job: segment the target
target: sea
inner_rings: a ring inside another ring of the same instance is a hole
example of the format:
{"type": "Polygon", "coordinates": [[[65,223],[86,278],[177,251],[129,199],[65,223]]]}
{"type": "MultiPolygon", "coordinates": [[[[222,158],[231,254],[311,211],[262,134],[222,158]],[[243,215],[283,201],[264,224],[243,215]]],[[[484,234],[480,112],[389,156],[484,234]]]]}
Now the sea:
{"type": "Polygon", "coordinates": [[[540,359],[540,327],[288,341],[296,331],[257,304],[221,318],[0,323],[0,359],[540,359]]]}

* * * * * * * * *

Find the line that contains "target: sea". Copy it and every line after it to the end of the records, exactly, and nothing more.

#### Written reply
target: sea
inner_rings: a ring inside another ring of the same instance is a hole
example of the format:
{"type": "Polygon", "coordinates": [[[65,223],[86,278],[177,251],[129,199],[65,223]]]}
{"type": "MultiPolygon", "coordinates": [[[[222,158],[231,254],[311,211],[262,134],[222,158]],[[243,215],[283,201],[264,224],[243,215]]],[[[484,234],[480,112],[389,156],[484,234]]]]}
Now the sea:
{"type": "Polygon", "coordinates": [[[540,359],[540,327],[288,341],[296,331],[257,304],[221,318],[0,323],[0,359],[540,359]]]}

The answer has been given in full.